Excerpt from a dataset
## begin

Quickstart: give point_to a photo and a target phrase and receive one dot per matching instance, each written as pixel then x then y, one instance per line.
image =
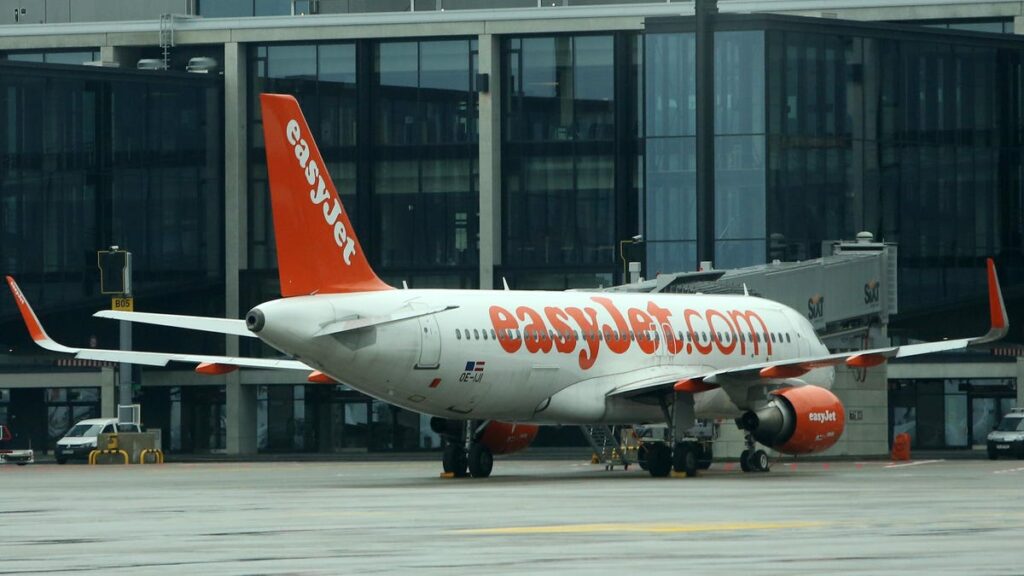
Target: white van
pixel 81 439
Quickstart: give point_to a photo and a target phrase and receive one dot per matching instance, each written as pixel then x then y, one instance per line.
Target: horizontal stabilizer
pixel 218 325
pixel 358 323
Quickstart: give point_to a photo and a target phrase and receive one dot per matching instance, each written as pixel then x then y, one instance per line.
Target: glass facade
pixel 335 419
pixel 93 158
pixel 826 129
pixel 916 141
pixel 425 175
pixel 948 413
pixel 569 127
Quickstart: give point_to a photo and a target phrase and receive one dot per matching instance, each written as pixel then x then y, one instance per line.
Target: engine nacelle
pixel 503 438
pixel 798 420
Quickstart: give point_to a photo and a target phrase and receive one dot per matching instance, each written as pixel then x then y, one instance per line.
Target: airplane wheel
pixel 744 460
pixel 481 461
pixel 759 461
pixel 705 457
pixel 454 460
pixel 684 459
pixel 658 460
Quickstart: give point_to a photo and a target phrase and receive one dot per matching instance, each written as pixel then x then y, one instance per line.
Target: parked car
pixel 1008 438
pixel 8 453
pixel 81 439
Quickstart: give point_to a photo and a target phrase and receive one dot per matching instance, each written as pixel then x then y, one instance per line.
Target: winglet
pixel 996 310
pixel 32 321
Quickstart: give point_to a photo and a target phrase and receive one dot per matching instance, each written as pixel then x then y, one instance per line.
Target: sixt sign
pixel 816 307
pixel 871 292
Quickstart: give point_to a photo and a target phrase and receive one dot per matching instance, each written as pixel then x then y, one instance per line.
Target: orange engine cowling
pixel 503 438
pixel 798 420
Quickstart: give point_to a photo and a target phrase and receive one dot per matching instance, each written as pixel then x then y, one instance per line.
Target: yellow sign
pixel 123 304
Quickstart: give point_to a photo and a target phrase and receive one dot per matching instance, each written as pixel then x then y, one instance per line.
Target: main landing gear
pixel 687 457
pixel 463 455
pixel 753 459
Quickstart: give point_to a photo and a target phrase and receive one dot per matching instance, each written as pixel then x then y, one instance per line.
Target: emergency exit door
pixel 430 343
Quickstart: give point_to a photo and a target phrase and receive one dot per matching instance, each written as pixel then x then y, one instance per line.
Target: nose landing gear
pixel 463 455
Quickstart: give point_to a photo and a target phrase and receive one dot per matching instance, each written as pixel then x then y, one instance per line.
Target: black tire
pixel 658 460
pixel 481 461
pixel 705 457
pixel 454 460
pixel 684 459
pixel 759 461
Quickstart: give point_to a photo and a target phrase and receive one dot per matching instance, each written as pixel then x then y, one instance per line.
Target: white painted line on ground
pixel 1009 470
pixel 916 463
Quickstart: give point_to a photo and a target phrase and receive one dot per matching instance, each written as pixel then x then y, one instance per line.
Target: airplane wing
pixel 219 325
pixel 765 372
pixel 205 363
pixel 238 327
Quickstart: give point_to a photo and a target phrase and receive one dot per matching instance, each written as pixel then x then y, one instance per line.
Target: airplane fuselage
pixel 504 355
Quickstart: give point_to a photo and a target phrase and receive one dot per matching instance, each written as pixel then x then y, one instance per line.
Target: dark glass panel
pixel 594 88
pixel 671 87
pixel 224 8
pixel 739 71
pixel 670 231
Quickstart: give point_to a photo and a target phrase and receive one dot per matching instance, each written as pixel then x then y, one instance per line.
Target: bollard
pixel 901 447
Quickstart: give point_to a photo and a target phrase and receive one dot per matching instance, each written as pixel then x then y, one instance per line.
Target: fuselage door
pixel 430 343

## end

> **GIVEN INSTRUCTION**
Convert every one of the rows above into a two-column CSV with the headers input and output, placing each row's text and its answer in one quoted field apiece with line breaks replaced by spaces. Leave the pictures out.

> **RESULT OF THIS EXERCISE**
input,output
"Quickstart: give point_to a photo and a target phrase and receive one dot per matching instance, each written as pixel then x then y, one instance per line. image = Target: white van","pixel 81 439"
"Quickstart: give point_to a photo and a target phrase and receive one dot per matching instance, each written as pixel then x then y, one instance per line. Target: horizontal stabilizer","pixel 218 325 pixel 358 323"
"Quickstart: give point_to a photo and a target phrase and receive one dot per matching instance, each written as pixel then x then y, one instance per line. Target: glass facade","pixel 335 419 pixel 93 158 pixel 826 129 pixel 916 141 pixel 425 175 pixel 948 413 pixel 569 127"
"Quickstart: give point_to a photo and a target phrase and receive one dot per matching instance, each written as pixel then x then y, one instance per line. Target: engine nacelle","pixel 503 438 pixel 798 420"
"Quickstart: give point_to a photo and a target phrase and receive one dot per matching instance, each written as pixel then x then y, one instance per line. Target: airplane wheel","pixel 744 460 pixel 481 461 pixel 759 461 pixel 705 457 pixel 454 460 pixel 684 459 pixel 658 460"
"Quickstart: give point_to a photo and a target phrase and receive one dot per matching instance, each written as pixel then x then y, one instance per line. Target: parked car","pixel 1008 438 pixel 8 453 pixel 81 439"
"Quickstart: give point_to a photo and a target phrase and receive one dot per matching instance, each written as pixel then x then y, one instance per line. Target: winglet","pixel 996 310 pixel 32 321"
"Quickstart: give point_to a photo and a target phrase and receive one dot per matching instance, each written as pixel then x then y, one instance per line. Target: sixt sign","pixel 816 307 pixel 871 292"
"Quickstart: give point_to a photo and a target phrase and receive one dot per matching instance, each written as pixel then x then y, one instance per line. Target: orange engine cowling","pixel 503 438 pixel 798 420"
"Quickstart: give point_to a photo and a target phrase and receive one dot per matching instance, each written as pixel then x then y, one instance per line. Target: yellow sign","pixel 123 304"
"Quickstart: give point_to a photo and a target phrase and receive one dot per matching instance, each written as pixel then x then y, one instance per line. Target: main landing gear","pixel 687 457 pixel 463 455 pixel 753 459"
"Quickstart: give point_to a photo and a target phrase and receive one dot per matching instance, each written as pixel then x then y, one instance per line. Target: emergency exit door","pixel 430 343"
"Quickstart: give point_to a photo and a target phrase and receive one dot per matching instance, each written as pixel then x then y, one instance per line. Target: nose landing gear","pixel 463 455"
"Quickstart: give point_to a photo and a target phrase and receive one dot per matching instance, each written as pixel then x then y, one instance per line. Target: black tire","pixel 658 460 pixel 481 461 pixel 705 457 pixel 454 460 pixel 684 459 pixel 759 461"
"Quickstart: give point_to a photo and a target phrase and receive one dot per matching instance, each written as pixel then x then y, one instance per line. Target: white painted line on ground","pixel 1009 470 pixel 916 463"
"Quickstart: give point_to a photo and a target phrase and receive one dot per matching instance, each written as pixel then x then y, one instance per line. Target: airplane wing","pixel 219 325 pixel 765 372 pixel 205 363 pixel 238 327"
"Quickstart: give point_to a photo and a target phrase and receive one dot per matching instance, each written as pixel then x then y, one instance per line. Target: airplane fuselage","pixel 504 355"
"Quickstart: give point_to a photo and a target phrase and receive one dot per matching instance, each written as pixel then x then y, one instance per line. Target: dark glass panel","pixel 594 88 pixel 671 87 pixel 224 8 pixel 739 71 pixel 670 231"
"Quickstart: give point_to a photo and a target phrase and receive one dot per matching instance, each written as pixel then x then y, one instance per line. Target: bollard","pixel 901 447"
"Quickstart: give point_to a photo and a target phrase and receive one dot per matching instance, each written as pixel then x then y, one instance per line. Target: fuselage door","pixel 430 343"